_Exercise_: Reproduce the closing part of the entries exactly: the line with "Place one keypoint on each instance of the billowing" and all lines after it, ending with the last line, and nothing else.

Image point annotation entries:
--*--

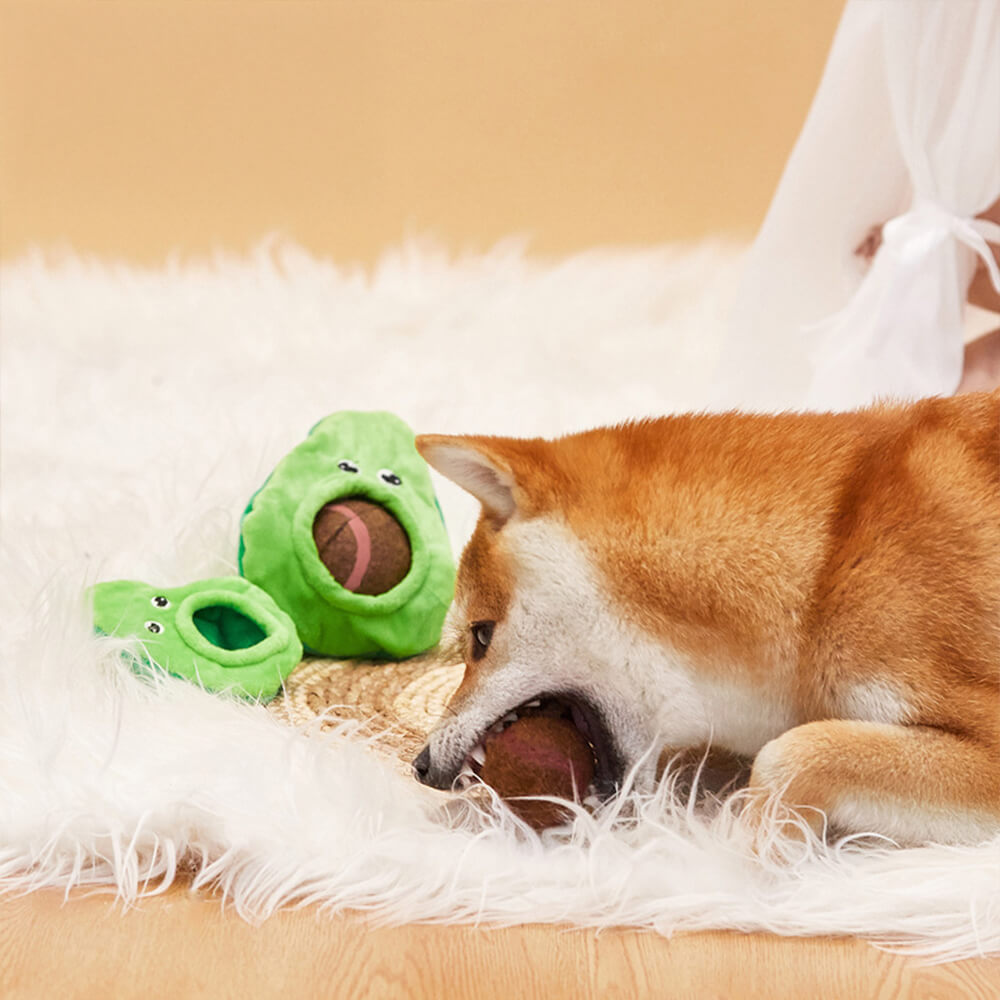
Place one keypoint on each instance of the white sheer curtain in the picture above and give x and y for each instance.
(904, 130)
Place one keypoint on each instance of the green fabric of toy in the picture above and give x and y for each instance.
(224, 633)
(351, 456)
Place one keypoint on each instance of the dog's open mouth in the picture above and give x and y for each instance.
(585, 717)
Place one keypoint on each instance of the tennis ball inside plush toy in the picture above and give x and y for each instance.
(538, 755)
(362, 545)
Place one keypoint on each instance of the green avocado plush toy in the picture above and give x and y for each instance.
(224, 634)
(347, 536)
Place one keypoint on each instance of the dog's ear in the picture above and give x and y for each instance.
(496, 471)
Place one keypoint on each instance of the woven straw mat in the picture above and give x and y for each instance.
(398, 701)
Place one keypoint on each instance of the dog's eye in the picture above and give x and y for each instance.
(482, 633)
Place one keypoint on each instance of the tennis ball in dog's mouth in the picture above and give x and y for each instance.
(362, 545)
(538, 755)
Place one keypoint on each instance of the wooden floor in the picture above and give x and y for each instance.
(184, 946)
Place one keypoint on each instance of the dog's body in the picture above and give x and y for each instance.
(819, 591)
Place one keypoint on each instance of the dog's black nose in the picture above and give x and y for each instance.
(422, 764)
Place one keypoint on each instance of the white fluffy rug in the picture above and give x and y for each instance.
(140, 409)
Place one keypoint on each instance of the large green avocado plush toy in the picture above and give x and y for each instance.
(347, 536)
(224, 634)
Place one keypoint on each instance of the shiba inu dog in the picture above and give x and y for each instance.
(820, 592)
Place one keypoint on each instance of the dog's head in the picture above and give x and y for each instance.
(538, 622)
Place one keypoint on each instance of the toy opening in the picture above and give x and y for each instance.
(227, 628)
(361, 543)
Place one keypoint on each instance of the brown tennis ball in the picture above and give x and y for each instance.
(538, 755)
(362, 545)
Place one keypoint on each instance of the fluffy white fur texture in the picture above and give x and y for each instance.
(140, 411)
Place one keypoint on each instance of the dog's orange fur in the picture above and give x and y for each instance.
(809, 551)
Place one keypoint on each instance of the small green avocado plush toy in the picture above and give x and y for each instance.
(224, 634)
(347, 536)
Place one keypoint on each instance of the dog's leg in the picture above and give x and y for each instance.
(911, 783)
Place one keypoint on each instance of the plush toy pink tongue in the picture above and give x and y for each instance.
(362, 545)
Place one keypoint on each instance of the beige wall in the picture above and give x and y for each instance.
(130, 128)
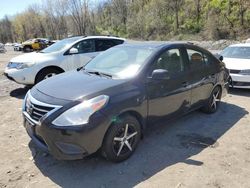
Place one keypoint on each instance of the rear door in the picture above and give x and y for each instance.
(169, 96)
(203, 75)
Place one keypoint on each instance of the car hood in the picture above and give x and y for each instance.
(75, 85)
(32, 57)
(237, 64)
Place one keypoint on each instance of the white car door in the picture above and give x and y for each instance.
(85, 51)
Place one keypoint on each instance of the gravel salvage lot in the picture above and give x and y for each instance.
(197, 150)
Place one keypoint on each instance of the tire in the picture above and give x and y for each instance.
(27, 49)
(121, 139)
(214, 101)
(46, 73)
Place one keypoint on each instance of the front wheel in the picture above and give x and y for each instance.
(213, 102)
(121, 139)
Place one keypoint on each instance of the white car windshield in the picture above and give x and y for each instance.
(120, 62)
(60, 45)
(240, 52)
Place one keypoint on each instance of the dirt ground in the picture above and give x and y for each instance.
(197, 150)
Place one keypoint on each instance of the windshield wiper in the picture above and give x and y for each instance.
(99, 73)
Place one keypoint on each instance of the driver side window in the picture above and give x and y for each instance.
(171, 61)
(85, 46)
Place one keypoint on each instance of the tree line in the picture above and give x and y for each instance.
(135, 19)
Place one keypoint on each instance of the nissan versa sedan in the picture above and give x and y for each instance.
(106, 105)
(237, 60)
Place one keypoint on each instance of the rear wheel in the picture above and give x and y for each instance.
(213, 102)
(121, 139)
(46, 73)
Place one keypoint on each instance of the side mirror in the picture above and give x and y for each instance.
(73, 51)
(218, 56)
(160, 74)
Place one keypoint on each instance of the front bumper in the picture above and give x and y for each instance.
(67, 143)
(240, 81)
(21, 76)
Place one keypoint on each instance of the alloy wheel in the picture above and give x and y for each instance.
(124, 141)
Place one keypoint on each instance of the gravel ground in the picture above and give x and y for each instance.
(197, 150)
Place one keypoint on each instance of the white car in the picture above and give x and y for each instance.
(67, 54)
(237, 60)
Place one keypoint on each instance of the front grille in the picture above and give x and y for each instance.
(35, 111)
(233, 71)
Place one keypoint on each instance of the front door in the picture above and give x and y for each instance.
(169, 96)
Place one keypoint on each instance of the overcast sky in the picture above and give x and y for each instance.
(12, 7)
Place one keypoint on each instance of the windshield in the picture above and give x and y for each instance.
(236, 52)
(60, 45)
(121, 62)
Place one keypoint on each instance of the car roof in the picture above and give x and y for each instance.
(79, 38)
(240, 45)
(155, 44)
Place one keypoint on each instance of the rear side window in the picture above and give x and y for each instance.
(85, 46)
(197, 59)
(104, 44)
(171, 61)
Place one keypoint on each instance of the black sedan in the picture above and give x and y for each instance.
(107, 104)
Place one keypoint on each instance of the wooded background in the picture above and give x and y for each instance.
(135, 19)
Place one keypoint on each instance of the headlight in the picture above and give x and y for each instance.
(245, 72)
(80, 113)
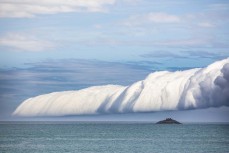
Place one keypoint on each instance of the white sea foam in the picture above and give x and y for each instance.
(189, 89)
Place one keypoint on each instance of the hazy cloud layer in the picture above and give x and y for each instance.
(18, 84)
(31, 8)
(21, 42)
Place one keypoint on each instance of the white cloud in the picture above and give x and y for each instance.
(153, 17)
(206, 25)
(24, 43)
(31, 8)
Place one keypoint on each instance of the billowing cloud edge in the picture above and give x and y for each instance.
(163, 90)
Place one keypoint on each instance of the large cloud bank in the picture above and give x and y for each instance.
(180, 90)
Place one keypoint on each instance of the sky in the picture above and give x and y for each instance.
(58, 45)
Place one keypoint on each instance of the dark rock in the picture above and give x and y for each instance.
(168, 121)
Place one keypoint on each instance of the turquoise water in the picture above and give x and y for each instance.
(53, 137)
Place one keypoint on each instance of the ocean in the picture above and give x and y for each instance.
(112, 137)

--*--

_Written answer_:
Place one keypoint on each instance of the billowing cloud edge in the picture above and give x and y for each instance.
(163, 90)
Place one keypoint on each instance of the large cloud bank in the picture above and give x and y for each instance.
(180, 90)
Place one keypoint on each instance of the sky in the picture above and give x and y for each instance.
(58, 45)
Place one keypoint on each instance of the dark rock in the picture above and give x and y for each instance.
(168, 121)
Place one keypoint on each instance of the turquoise water in the picture above and give x and y for each instance.
(53, 137)
Place one keypoint on each instance of the ocean in the picture above and give x and y for each instance.
(112, 137)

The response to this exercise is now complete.